-- SHORT PROBLEM A --
In the records, from the line containing "Segment every instance of the <item>neighboring" up to and including the line containing "201 0 L 205", switch "Segment" to "Outline" and give those lines back with nothing else changed.

____ PAGE TEXT

ARI microphone array and audio recording#
ARI has a ReSpeaker Mic Array V2.0 consisting of 4 microphones, positioned in the torso, just below the touch-screen.

The microphone is connected via USB to the main PC. The PC then outputs audio through the robot’s two speakers, located at each lateral side of the torso, that include a 30W amplifier.

Main hardware features:
Support USB Audio Class 1.0 (UAC 1.0)
Four microphones array
Sensitivity: -26 dBFS (omnidirectional)
Signal-to-Noise Ratio: 63dB
12 programmable RGB LED indicators
Note
By default, the microphone LEDs are configured to turn blue when the microphone hears something. In addition, a light blue LED indicates the current sound source direction.
The parameter enable_leds
can be set to False
in the respeaker_ros
launch file to disable this behaviour.

________

-- SHORT PROBLEM B --
Resume the page text on the ARI microphone array and continue writing it from the point where it stops.

____ DATA LISTING

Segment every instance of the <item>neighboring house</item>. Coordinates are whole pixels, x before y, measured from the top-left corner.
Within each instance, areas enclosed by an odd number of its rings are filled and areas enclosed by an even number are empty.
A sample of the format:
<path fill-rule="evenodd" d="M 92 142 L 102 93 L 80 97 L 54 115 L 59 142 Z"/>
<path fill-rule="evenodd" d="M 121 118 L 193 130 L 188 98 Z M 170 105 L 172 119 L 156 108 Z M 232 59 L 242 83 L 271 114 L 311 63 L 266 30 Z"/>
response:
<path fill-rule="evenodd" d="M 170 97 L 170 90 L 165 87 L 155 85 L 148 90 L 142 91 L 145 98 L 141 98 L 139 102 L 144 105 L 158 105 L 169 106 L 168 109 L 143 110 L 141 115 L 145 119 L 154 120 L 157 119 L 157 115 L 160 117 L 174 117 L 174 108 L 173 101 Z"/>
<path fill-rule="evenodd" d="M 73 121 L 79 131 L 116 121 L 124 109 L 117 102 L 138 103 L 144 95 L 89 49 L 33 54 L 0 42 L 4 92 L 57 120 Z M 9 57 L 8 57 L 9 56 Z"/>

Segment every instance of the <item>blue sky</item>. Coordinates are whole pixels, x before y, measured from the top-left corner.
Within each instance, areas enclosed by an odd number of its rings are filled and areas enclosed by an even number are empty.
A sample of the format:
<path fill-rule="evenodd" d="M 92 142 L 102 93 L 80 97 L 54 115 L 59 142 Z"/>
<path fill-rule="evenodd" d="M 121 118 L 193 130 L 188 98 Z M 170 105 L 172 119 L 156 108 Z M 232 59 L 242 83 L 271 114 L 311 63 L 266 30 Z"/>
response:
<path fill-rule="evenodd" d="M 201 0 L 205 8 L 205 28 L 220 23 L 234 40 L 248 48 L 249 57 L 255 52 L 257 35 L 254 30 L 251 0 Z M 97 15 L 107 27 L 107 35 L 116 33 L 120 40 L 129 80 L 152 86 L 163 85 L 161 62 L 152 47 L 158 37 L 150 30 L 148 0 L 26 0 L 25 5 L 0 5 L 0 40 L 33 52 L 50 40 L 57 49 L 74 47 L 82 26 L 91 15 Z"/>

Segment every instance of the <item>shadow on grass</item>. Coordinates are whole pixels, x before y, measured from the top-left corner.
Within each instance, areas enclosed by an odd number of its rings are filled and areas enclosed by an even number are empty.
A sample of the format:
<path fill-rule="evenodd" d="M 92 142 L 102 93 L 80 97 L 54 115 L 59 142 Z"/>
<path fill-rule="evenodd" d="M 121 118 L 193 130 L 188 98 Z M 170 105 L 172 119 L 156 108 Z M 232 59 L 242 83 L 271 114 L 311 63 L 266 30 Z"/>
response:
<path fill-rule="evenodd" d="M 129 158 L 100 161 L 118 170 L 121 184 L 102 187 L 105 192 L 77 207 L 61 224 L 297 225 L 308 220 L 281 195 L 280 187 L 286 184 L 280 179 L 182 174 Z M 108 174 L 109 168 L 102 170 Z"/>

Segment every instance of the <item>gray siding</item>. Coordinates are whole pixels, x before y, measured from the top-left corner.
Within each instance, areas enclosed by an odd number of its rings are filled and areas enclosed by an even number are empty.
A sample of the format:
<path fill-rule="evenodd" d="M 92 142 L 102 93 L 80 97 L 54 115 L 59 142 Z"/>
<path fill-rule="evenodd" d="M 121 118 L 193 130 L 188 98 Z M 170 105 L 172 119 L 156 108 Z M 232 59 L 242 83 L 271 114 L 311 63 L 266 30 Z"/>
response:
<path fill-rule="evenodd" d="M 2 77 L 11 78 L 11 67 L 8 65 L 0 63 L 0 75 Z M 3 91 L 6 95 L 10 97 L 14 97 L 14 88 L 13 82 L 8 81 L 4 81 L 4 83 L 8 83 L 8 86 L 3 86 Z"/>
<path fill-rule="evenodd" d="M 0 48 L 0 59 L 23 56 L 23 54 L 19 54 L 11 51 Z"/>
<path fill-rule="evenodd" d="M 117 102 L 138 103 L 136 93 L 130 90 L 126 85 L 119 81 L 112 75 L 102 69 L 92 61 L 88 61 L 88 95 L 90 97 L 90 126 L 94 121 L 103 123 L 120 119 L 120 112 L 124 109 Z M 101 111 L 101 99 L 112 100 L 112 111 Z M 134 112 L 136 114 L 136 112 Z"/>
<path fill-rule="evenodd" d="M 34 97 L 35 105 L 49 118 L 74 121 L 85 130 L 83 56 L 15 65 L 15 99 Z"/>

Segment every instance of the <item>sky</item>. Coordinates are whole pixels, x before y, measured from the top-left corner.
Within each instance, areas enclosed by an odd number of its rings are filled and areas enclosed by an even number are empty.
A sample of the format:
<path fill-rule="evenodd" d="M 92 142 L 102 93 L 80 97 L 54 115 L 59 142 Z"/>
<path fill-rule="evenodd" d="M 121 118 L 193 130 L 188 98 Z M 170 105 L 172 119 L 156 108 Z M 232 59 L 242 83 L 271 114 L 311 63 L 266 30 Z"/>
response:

________
____ DATA LISTING

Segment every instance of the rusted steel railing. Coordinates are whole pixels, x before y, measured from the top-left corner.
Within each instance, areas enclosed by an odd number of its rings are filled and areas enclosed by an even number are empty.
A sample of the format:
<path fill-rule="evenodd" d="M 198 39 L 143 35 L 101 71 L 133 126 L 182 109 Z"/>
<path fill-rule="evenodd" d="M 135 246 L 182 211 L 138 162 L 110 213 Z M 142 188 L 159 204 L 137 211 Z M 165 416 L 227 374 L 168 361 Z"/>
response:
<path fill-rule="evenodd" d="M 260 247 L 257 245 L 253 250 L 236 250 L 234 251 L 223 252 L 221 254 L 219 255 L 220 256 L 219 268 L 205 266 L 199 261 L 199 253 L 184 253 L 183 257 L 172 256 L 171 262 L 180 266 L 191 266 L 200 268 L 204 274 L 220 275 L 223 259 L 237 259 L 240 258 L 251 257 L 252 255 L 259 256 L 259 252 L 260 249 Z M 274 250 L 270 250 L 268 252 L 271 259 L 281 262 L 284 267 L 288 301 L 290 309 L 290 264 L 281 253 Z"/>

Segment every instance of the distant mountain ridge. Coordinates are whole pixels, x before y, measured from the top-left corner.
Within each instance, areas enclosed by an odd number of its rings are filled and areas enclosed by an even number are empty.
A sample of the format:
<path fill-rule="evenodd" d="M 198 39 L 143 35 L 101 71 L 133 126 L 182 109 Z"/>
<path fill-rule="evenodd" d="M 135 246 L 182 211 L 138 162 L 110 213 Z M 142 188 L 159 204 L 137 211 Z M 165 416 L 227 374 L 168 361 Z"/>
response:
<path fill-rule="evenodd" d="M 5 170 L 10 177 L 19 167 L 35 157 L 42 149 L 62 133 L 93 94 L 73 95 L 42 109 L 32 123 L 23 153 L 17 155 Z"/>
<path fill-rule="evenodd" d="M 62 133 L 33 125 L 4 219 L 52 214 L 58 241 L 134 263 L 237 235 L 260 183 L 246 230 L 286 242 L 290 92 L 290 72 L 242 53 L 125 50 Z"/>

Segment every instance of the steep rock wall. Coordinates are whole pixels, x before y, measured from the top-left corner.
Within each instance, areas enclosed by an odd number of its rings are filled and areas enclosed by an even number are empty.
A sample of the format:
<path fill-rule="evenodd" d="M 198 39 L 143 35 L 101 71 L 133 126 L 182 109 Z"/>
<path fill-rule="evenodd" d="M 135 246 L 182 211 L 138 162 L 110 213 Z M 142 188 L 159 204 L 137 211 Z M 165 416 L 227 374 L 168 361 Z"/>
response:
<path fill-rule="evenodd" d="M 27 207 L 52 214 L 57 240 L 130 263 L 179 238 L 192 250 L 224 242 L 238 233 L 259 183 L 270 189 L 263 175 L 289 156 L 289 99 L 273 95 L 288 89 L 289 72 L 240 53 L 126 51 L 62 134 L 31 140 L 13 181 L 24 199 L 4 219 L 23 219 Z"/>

________

-- WRITTEN REPLY A --
Outline every instance of the <item>neighboring house</item>. Coordinates are whole pixels, x before y, measured from the top-left corner.
Within each instance, areas enclosed by an odd number of its rings are filled and areas enclosed by an even number are empty.
A sample of the format:
<path fill-rule="evenodd" d="M 92 142 L 102 93 L 80 97 L 54 115 L 59 142 Z"/>
<path fill-rule="evenodd" d="M 121 118 L 193 130 L 188 98 Z M 170 105 L 172 119 L 156 108 Z M 232 59 L 242 83 L 271 114 L 311 63 L 266 30 Z"/>
response:
<path fill-rule="evenodd" d="M 170 97 L 170 90 L 165 87 L 155 85 L 148 90 L 142 91 L 145 98 L 141 98 L 139 102 L 144 105 L 158 105 L 169 106 L 168 109 L 143 110 L 141 115 L 145 119 L 154 120 L 157 119 L 157 115 L 160 117 L 174 117 L 174 108 L 173 101 Z"/>
<path fill-rule="evenodd" d="M 73 121 L 79 131 L 116 121 L 124 109 L 117 102 L 138 103 L 144 95 L 89 49 L 33 54 L 0 42 L 4 92 L 57 120 Z M 9 57 L 8 57 L 9 56 Z"/>

Outline every instance of the <item>blue sky</item>. Coordinates are whole pixels, x before y, measured from the top-left corner.
Within each instance, areas enclosed by an odd number of its rings are filled and areas enclosed by an even number are empty.
A sample of the format:
<path fill-rule="evenodd" d="M 92 142 L 102 93 L 80 97 L 54 115 L 59 142 Z"/>
<path fill-rule="evenodd" d="M 121 118 L 193 130 L 188 98 Z M 170 105 L 172 119 L 156 108 Z M 232 59 L 242 83 L 271 114 L 311 63 L 266 30 Z"/>
response:
<path fill-rule="evenodd" d="M 201 0 L 205 8 L 205 28 L 220 23 L 234 40 L 248 48 L 249 57 L 255 52 L 257 35 L 254 30 L 251 0 Z M 97 15 L 107 27 L 107 35 L 116 33 L 120 40 L 129 80 L 152 86 L 163 85 L 161 62 L 152 47 L 158 37 L 150 30 L 148 0 L 26 0 L 25 5 L 0 5 L 0 40 L 33 52 L 50 40 L 57 49 L 74 47 L 82 26 L 91 15 Z"/>

-- WRITTEN REPLY B --
The ReSpeaker microphone also implements several audio processing directly on the hardware:
far-field Voice Activity Detection (up to 5m away);
Direction of Arrival (DoA) estimation;
Beamforming (BF) to focus on sound coming from a specific source;
noise suppression;
de-reverberation;
acoustic echo cancellation, enabling the robot to ignore its own voice.
ROS API#
ARI relies on an heavily modified version of the open-source respeaker_ros driver.
It exposes the following topics:
/audio/raw: Merged audio channel of the 4 microphones (alias for /audio/channel0).
/audio/channel0: Merged audio channel of the 4 microphones
/audio/channel1: Audio stream from the first microphone.
/audio/channel2: Audio stream from the second microphone.
/audio/channel3: Audio stream from the third microphone.
/audio/channel4: Audio stream from the fourth microphone.
/audio/channel5: Monitor audio stream from the audio input (used for self-echo cancellation).
/audio/voice_detected: Publishes a boolean indicating if a voice is currently detected (ie, whether someone is currently speaking)
/audio/speech: raw audio data of detected speech (published once the person has finished speaking).
/audio/sound_direction: The estimated Direction of Arrival of the detected sound.
/audio/sound_localization: The estimated sound source location.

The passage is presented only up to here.